### WHAT YOU SHOULD DO
Print the following items line for line, with no changes.
··· DATA FOR THE TASK
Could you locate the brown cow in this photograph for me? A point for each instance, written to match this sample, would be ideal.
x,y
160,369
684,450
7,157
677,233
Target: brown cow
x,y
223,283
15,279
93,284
······
### TASK RESULT
Could you locate the brown cow in this photograph for me? A point for each instance, written to match this sample, would be ideal.
x,y
160,369
684,450
7,157
677,233
Target: brown cow
x,y
223,283
15,279
93,284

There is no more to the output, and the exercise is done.